FOKUS – Polresta Banyumas memastikan bahwa lembaganya telah memanggil berbagai instansi terkait untuk dimintai keterangan mengenai kasus dugaan pelanggaran dalam proyek perumahan Sapphire Mansion di Purwokerto. Pemanggilan ini menyusul adanya aduan dari pembeli perumahan tersebut.
Kepala Satuan Reserse Kriminal (Kasatreskrim) Polresta Banyumas, Kompol Andriansyah Rhitas Hasibuan, menjelaskan bahwa pemanggilan terhadap sejumlah instansi terkait dilakukan berdasarkan laporan dari warga yang menjadi pembeli Sapphire Mansion.
“Semuanya sudah dipanggil, karena informasi awal kami memang berasal dari pihak pengadu,” kata Kompol Andriansyah pada Kamis (10/6).
Ia menambahkan, ada empat hingga lima penghuni rumah yang melaporkan kasus ini. “Penghuni rumah yang melapor ke kami ada empat orang, dan terkait itu, kami sudah mengundang semua dinas terkait serta pihak perbankan,” jelasnya.
Kasus ini mencuat setelah Hendy Wahyu Saputra, salah satu pembeli unit di Sapphire Mansion, mengadukan pihak pengembang ke Polresta Banyumas pada 12 Maret 2024. Aduan ini terkait dugaan pelanggaran Undang-Undang Perlindungan Konsumen dan Undang-Undang Perbankan.
_ _ _ _ _
**YANG HARUS DIKERJAKAN**
(a) Menurut teks bacaan, kapan Hendy Wahyu Saputra mengadukan pihak pengembang ke Polresta Banyumas?
(b) Tuliskan bagian teks bacaan mulai dari "Kasus ini mencuat" sampai dengan "dan Undang-Undang Perbankan.", tanpa mengubah satu kata pun.
Data di bawah ini tidak ada hubungannya dengan teks bacaan.

**DATA YANG DIBERIKAN**
_ _ _ _ _
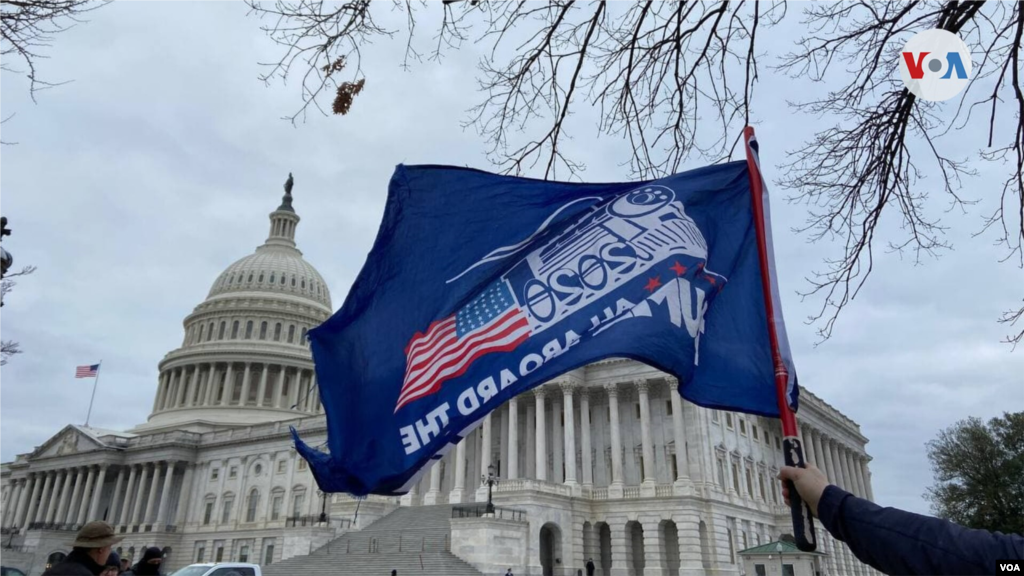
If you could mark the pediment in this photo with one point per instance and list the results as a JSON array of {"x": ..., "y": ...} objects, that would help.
[{"x": 67, "y": 442}]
_ _ _ _ _
**JAWABAN TUGAS**
(a) Pada 12 Maret 2024.

(b)
Kasus ini mencuat setelah Hendy Wahyu Saputra, salah satu pembeli unit di Sapphire Mansion, mengadukan pihak pengembang ke Polresta Banyumas pada 12 Maret 2024. Aduan ini terkait dugaan pelanggaran Undang-Undang Perlindungan Konsumen dan Undang-Undang Perbankan.